Input for this task below:

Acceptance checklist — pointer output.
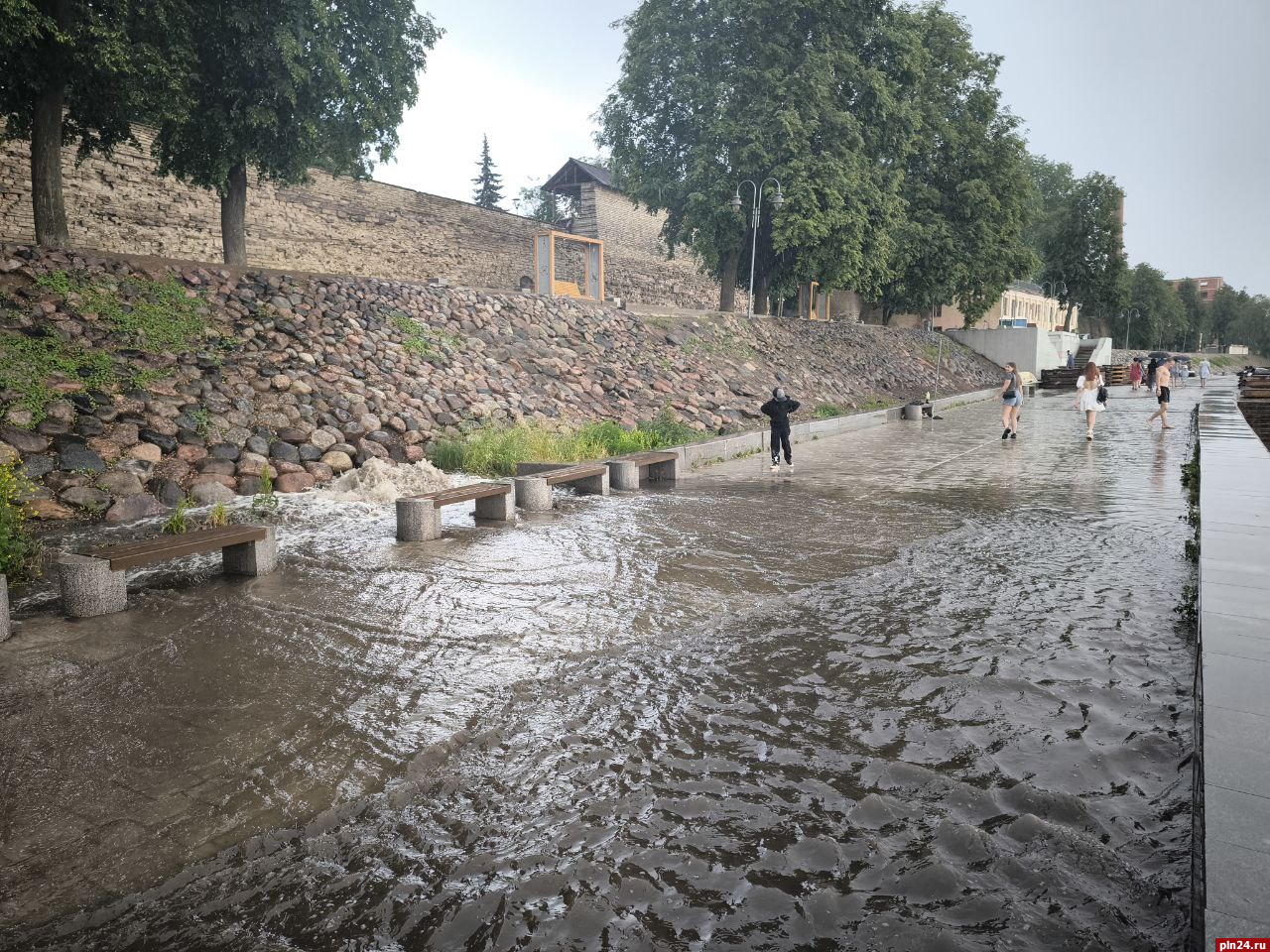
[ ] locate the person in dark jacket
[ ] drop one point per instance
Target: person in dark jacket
(780, 408)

End of Input for this task.

■ **What the task asks**: Without the pictures, transcribe the listing above exactly.

■ **Exercise answer**:
Acceptance checklist — pointer output.
[ ] locate the person in dark jacket
[ ] drop one point per instance
Target: person in dark jacket
(780, 408)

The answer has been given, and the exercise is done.